Give all of the data again exactly as written, omitting every image.

(Stored data entries)
------------------------

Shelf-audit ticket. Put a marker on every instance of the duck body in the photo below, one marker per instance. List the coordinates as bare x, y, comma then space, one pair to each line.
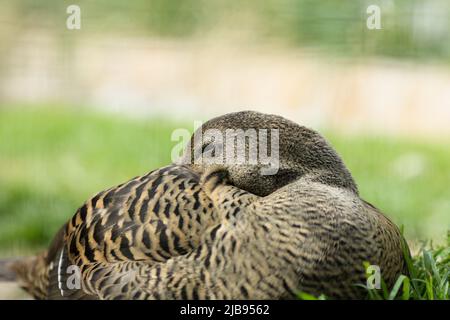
150, 218
223, 232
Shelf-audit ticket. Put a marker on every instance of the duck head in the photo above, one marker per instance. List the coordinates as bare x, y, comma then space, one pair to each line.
264, 152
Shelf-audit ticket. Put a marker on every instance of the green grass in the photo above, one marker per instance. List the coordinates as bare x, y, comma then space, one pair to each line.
428, 278
51, 160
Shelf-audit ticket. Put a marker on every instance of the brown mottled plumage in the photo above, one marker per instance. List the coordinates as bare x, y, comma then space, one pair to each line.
199, 231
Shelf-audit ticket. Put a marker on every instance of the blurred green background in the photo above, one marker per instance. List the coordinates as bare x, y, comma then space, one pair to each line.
53, 160
83, 110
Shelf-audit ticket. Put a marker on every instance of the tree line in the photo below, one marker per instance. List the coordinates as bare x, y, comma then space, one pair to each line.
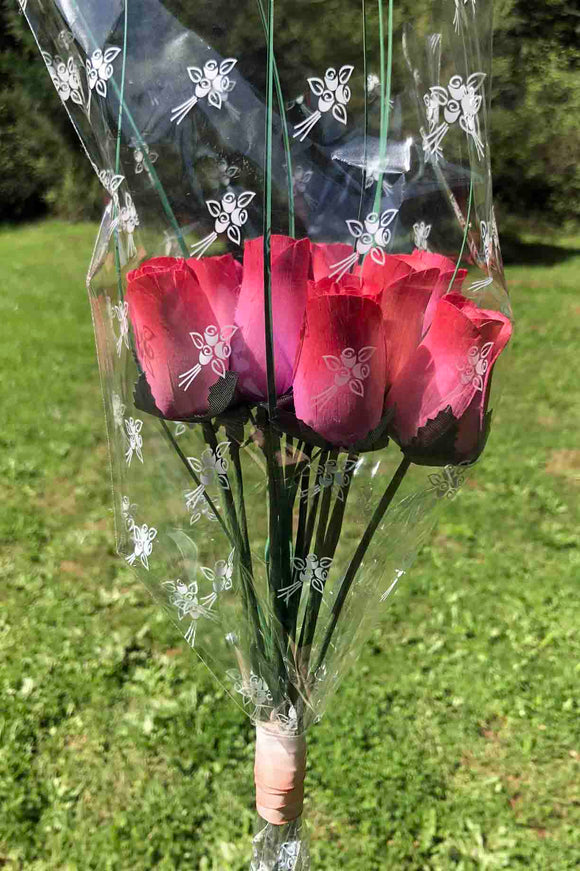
535, 132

------------------------

Result:
Shelf-audit ticket. Put a marker on every instance of the duck body in the photo below, one marker per instance. List the coordinates as bare x, y, comma then space, one pair to each line.
150, 218
223, 232
Shelf-audit ticket. Put a marker on every instance of the duck head in the photo above, one marker per instance. List the coordinates as bare x, y, comma then space, one pair to each line.
264, 152
Shelf-audit ticket. Put a marker on every instance of the green grass in the photo above, one marker per instance. List the coordinates as bare x, y, comma then space, one pair to each line.
428, 278
51, 160
Shelf-audit ticket. Put a marker on every instance of the brown mottled plumage in the photo above, one marker per instance. List the coordinates as bare x, y, comma then space, one pair to each line.
199, 231
Shelf-audit ticket. Put a marker on every instance of the blurred green background in the photo above, one marker per instance. List the coordinates as bare x, y, comma then space, one pair to each line.
53, 160
83, 110
Shelf-audit ticket. Put a marker on every instance of the tree line in the photo below, one marker per instance. List the coordinates as bare x, y, comma then space, one pair to each line.
535, 132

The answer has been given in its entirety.